→ Given problem 1: In the profile of Tino Saroengallo, why did he not regard his time in the Maths-Science stream as a mistake?
→ Given problem 2: Carry on the profile of Tino Saroengallo from the point where it stops.

→ Text block:

Wed, 16 Oct 2002

Tino Saroengallo's body of water

Dewi Anggraeni, Contributor, Melbourne, Australia

As someone who relies a great deal on instinct, when I finally came face-to-face with Jakarta-born Tino Saroengallo, I knew I had been cut down to size. I quietly deferred, though on the surface Tino deferred to me because of my age.

You get an inkling of the depth of Tino's instinctual capacity when you see his award winning The Army Force Them to be Violent, the first documentary film to be screened in commercial cinema in Indonesia. No one without a fair degree of primal instinct would have come out unscathed from filming those events.

Instinct, in Tino's life, has been working hand-in-glove with creativity, beating the path of his life, and driving his work which flows and turns as life necessities requires it. Tino has never even attempted to preshape his future.

"Unlike many people, I've never had a particular ambition, or dreams for that matter. I just move with the flow. My life is like water," he said, sipping his cappuccino, at the cafeteria in the Victorian College for the Arts complex, in Melbourne.

He began his story with a surprise. He was a graduate of the Maths-Science stream in secondary school in the mid-1970s in Jakarta. Tino did not see it as a mistake, however. "The Maths- Science stream is very versatile. Let's face it, our secondary school doesn't really mold you into anything in life," he said casually.

→ Collected material:
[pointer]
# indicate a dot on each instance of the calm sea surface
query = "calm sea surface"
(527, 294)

→ Expected answer 1: He considered the Maths-Science stream very versatile. He also felt that secondary school does not really mold anyone into anything in life.

→ Expected answer 2:
If you believe the theory that the left-side of your brain is for rational thinking and the right-side for creativity, Tino must have been using the left-side of his brain during his school years, and kept the right-side of his brain active at the same time. When the time came for him to choose a university course, he decided that all he wanted to do was to study a language. So off to the School of Letters of the University of Indonesia he went.

There he was counseled by dean Dr. Benny Hoed, who suggested he consider taking up French, Chinese or Japanese. Being a fan of Khoo Ping Ho, Tino decided on Chinese.

Fate must have been waiting for him already, because during his first year he met a friend who had just returned from Taiwan, who impressed him greatly with his fluency in Chinese. So Tino believed that if he wanted to be serious, he would have to go and study in Taiwan too. Lucky for him, his parents were able to fork out the necessary funds.

"It was also in Taiwan that I lost my innocence, so to speak," Tino confessed, grinning, between sips of cappuccino. He worked hard at his studies nonetheless.

A year and a half later, he realized it was time for him to return to Indonesia, because his roommate told him that he'd begun to talk in Chinese in his sleep.

During his last years of university, his fellow students began to map out their careers, which never strayed far from the diplomatic corps, intelligence service or academia. Tino knew he would not survive in any kind of bureaucracy. "I didn't have the stomach for that," he confided.

While feeling around for what to do, he began to take up odd jobs like door-to-door selling, which was at the time very unusual for university students to do.

Lucky for him Harry Kawilarang and Aristides Katoppo "rescued" him by inviting him to join their publication, Mutiara, which was right up his alley at the time. He continued working for them after his graduation from his university course.

Several years went by before restlessness overtook him, and he began to look around. He had interesting stints with magazines as varied as Ekstra and Jakarta-Jakarta, always avoiding being pulled into the system, maintaining his freelance status.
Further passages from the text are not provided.